┏━━
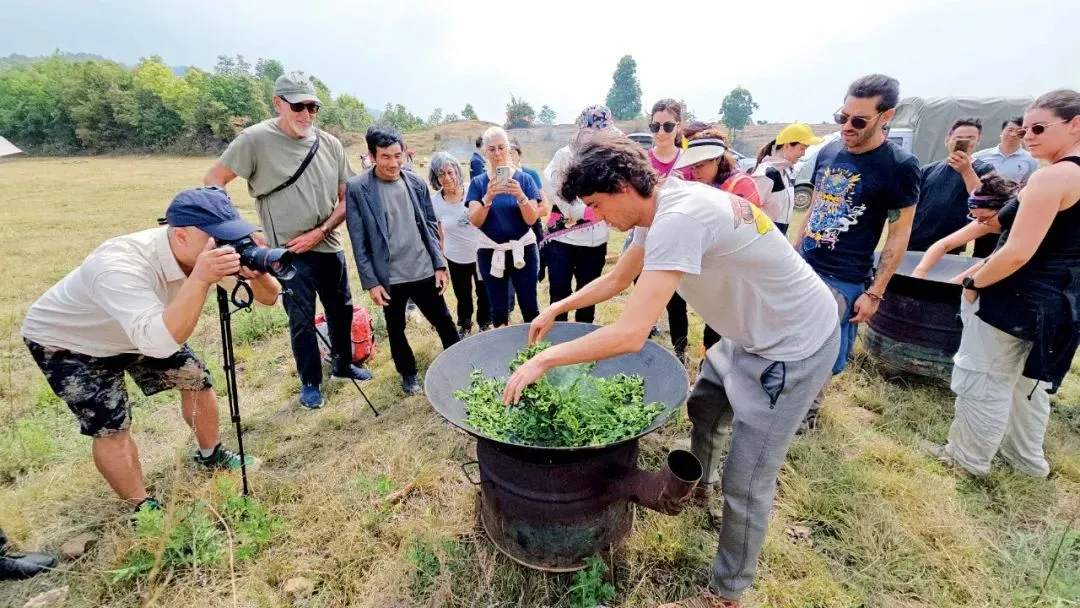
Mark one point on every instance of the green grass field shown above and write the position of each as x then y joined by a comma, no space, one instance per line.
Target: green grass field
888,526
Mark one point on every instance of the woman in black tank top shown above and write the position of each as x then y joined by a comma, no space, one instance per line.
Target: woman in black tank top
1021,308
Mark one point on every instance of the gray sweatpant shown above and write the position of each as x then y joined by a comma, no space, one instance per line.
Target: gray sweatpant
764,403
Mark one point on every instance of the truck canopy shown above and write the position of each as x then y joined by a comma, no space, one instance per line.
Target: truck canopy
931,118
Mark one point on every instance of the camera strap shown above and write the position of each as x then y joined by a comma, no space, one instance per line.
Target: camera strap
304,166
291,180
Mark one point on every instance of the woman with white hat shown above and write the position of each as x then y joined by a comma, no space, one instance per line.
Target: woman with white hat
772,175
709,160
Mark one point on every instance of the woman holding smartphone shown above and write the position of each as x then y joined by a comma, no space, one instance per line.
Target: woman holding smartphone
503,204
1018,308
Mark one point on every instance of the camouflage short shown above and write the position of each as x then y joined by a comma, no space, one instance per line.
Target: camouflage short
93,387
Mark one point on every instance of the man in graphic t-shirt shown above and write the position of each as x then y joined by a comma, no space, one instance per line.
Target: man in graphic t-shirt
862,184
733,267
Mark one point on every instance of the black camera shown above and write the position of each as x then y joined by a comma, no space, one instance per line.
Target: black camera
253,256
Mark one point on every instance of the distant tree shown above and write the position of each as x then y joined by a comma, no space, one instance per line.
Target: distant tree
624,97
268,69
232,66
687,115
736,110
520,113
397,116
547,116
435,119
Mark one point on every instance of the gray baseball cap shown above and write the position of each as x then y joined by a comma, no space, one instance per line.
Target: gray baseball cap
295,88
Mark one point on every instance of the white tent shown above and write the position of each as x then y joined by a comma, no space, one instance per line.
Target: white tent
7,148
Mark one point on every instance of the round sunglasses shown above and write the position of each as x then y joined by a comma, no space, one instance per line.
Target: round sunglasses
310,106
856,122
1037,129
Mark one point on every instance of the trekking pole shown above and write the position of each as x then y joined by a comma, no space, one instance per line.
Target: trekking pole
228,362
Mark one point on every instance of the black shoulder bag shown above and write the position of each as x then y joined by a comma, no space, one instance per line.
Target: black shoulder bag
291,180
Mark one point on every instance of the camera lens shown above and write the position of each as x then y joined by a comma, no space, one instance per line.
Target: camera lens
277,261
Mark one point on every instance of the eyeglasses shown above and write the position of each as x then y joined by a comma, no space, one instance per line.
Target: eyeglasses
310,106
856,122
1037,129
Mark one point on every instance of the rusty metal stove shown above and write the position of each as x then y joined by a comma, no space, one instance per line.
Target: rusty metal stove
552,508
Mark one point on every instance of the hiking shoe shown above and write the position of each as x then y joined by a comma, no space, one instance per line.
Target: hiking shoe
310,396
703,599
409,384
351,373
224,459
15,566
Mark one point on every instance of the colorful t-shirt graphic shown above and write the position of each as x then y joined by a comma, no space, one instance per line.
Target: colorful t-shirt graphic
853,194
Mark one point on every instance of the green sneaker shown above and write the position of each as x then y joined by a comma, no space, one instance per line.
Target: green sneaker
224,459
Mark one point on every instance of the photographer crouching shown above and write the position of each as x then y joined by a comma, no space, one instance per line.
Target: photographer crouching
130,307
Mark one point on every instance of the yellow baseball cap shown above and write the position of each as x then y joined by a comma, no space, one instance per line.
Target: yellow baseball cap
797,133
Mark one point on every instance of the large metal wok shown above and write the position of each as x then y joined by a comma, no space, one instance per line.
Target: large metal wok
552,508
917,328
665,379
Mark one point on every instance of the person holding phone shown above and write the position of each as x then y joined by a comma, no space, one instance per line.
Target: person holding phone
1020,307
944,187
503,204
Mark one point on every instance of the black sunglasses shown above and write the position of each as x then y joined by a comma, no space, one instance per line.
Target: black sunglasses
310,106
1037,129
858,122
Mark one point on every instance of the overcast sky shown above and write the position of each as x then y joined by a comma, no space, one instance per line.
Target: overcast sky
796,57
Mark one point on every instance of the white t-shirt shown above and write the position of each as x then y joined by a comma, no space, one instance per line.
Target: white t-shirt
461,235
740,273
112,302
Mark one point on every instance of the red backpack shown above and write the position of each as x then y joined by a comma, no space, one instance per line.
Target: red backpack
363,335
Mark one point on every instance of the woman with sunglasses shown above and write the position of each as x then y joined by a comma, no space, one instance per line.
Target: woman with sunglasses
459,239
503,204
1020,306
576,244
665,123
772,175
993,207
┗━━
**TO DO**
Could you repeat exactly the lines from the first one of the records above through the line containing "Mark one point on every instance of the truck", leaving out any pictures?

**WRITTEN ANSWER**
Mark one point on every instance of the green grass field shown above and write the position of each as x then y joined by a comma, no space, one instance per line.
Target: green grass field
888,526
Mark one point on every instance of the woman in black tank top shown above and write the position of each as x then y joined by a comma, no space, one instance per line.
Target: woman in black tank top
1021,308
Mark one point on every instance of the gray sweatpant shown above and write the position of each as x then y joined by a comma, no space, one instance per line.
Target: gray sweatpant
764,403
Mark one point on every instance of the truck canopy shown above and write the position of each as x then y joined by a comma, no space, one instance per line.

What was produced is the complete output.